- [WHAT TO PRODUCE]
Copy, exactly and without additions, every line in the records below from the one holding "Target: rooftop" through the one holding "village house in this photo.", both ends included.
** Opening SUPPLIED RECORDS block **
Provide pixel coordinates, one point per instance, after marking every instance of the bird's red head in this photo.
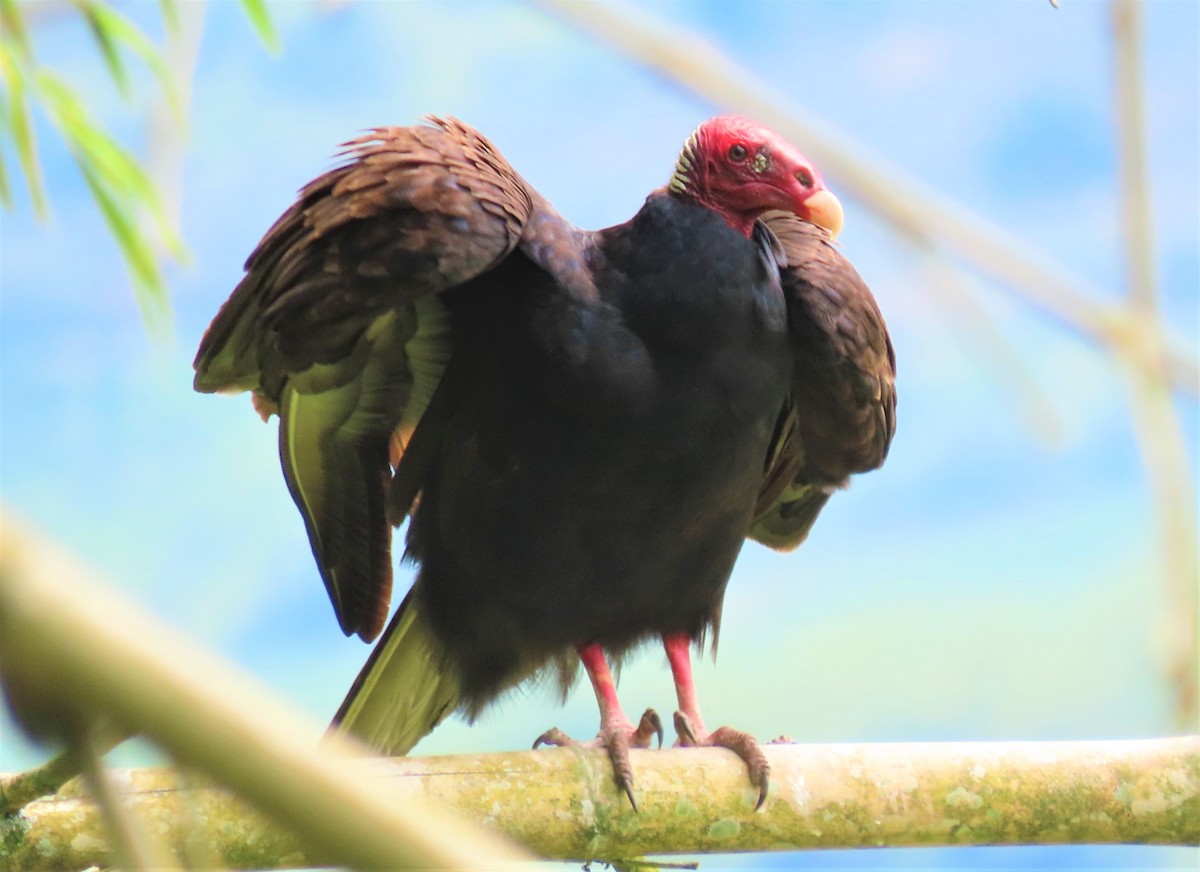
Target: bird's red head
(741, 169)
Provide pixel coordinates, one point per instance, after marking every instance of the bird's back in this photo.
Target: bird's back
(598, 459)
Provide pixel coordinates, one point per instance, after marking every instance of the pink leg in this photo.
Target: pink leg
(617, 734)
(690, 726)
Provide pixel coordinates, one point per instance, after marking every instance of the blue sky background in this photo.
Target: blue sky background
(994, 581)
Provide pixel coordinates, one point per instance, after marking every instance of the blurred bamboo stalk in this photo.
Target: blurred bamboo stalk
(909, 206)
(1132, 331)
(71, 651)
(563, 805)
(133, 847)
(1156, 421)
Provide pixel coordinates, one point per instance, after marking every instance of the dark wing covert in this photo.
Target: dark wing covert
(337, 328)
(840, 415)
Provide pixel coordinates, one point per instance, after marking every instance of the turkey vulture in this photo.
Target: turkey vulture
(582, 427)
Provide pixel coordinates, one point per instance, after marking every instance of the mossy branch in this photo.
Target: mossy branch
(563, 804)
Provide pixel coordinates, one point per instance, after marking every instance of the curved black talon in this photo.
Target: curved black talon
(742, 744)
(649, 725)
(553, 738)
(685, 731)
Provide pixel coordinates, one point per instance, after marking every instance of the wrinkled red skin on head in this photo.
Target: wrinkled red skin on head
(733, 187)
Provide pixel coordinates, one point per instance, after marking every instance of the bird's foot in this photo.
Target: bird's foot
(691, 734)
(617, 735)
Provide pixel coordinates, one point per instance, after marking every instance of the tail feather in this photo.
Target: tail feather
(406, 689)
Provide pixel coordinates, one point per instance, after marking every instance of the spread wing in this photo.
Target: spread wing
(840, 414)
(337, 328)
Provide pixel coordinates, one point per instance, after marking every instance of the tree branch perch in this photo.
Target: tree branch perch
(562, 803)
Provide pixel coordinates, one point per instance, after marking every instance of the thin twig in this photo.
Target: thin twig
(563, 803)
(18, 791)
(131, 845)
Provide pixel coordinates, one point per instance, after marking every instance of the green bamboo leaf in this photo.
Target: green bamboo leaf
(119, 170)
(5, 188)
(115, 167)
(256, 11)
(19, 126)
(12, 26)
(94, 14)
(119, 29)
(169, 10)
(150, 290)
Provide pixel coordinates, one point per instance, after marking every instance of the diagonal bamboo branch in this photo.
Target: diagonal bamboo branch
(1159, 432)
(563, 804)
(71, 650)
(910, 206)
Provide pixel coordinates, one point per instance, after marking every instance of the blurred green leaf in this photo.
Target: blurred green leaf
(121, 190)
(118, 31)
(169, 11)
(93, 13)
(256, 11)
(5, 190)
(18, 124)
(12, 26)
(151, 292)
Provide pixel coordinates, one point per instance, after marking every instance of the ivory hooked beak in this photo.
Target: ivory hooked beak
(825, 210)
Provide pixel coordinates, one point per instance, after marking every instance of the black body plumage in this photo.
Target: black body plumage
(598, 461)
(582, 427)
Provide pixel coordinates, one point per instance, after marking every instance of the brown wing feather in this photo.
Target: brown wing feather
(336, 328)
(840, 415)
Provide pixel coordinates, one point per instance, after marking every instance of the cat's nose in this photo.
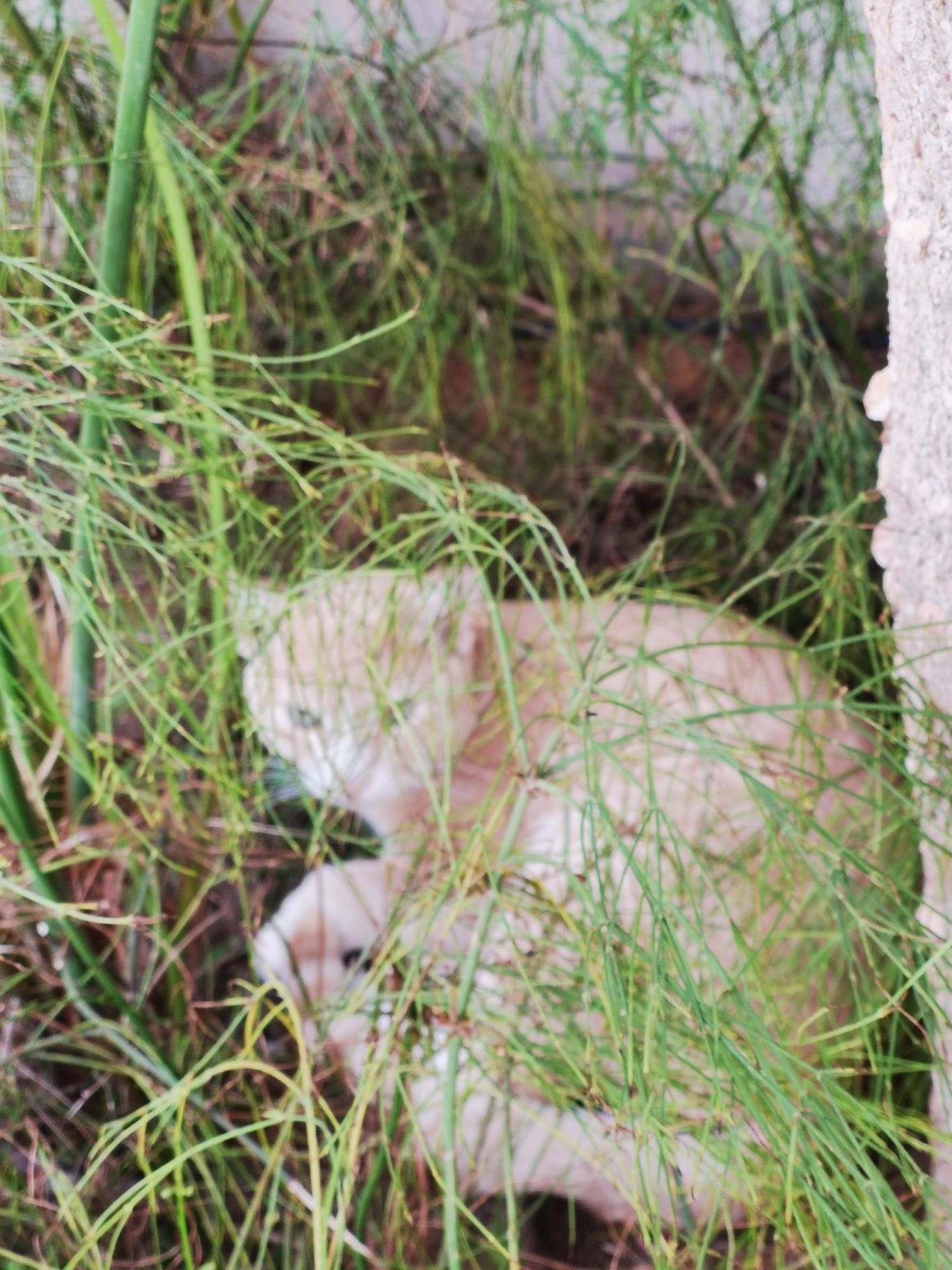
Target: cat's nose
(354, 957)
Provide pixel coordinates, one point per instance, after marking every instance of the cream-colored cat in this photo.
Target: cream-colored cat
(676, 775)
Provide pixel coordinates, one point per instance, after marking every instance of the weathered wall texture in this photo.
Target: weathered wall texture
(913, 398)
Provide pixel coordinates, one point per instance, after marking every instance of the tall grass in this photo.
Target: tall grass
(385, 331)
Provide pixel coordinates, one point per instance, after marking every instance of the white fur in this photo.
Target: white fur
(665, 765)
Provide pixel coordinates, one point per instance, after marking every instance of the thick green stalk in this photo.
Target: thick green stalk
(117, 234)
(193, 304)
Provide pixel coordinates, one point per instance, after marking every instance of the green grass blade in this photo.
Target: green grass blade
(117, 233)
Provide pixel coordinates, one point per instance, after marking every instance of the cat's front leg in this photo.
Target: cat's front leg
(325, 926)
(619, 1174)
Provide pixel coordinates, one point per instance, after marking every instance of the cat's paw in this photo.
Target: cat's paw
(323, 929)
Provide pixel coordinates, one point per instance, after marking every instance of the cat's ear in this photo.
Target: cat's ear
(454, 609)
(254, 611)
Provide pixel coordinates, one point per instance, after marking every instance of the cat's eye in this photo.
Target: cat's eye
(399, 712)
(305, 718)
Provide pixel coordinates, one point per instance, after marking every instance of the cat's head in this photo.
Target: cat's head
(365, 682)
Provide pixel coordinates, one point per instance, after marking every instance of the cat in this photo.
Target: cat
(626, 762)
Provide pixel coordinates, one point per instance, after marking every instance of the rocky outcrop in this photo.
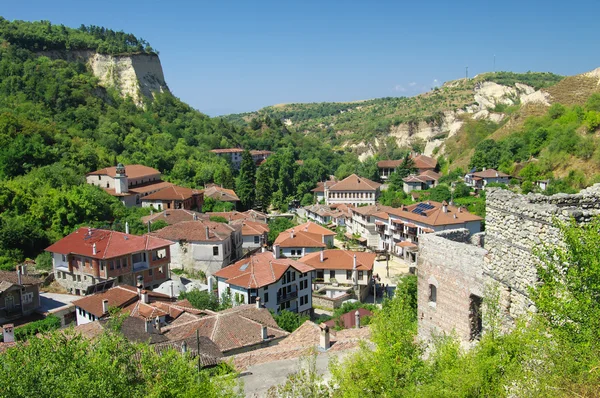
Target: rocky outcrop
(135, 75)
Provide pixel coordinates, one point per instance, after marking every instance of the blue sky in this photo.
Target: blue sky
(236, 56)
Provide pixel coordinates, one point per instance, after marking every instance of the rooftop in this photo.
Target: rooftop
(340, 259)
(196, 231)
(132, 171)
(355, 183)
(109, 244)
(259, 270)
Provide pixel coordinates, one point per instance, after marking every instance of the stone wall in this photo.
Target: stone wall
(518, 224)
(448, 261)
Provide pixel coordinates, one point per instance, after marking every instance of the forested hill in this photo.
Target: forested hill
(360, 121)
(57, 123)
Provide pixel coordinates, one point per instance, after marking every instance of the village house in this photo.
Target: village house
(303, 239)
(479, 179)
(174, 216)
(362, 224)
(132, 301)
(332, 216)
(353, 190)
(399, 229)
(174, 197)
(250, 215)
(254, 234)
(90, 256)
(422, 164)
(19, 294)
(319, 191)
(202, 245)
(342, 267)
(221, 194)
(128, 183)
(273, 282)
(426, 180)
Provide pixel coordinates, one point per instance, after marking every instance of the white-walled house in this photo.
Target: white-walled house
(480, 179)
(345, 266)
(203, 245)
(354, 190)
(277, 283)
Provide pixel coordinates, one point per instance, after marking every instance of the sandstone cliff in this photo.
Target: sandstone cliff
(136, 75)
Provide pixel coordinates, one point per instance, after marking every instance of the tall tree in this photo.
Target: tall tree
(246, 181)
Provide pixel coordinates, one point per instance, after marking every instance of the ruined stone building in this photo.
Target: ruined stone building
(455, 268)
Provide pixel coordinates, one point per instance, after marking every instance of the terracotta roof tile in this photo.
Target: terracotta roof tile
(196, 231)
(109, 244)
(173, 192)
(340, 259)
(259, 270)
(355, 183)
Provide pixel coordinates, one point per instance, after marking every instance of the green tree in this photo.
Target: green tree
** Closing SUPPLIED RECORDS block **
- [RESPONSE TO THIS TASK]
Target: rooftop
(340, 259)
(196, 231)
(132, 171)
(355, 183)
(109, 244)
(259, 270)
Provide pixel coordinates, one point per instance, after marking every instance of the stone wall in this photo.
Target: stone wall
(518, 224)
(448, 261)
Provide pixel coordinates, one point per instance, after marking every instance of the forested hill in this photo.
Target: forested hill
(360, 121)
(57, 123)
Provide pixel coordinates, one point per instance, after marking every instance of the village house in this photo.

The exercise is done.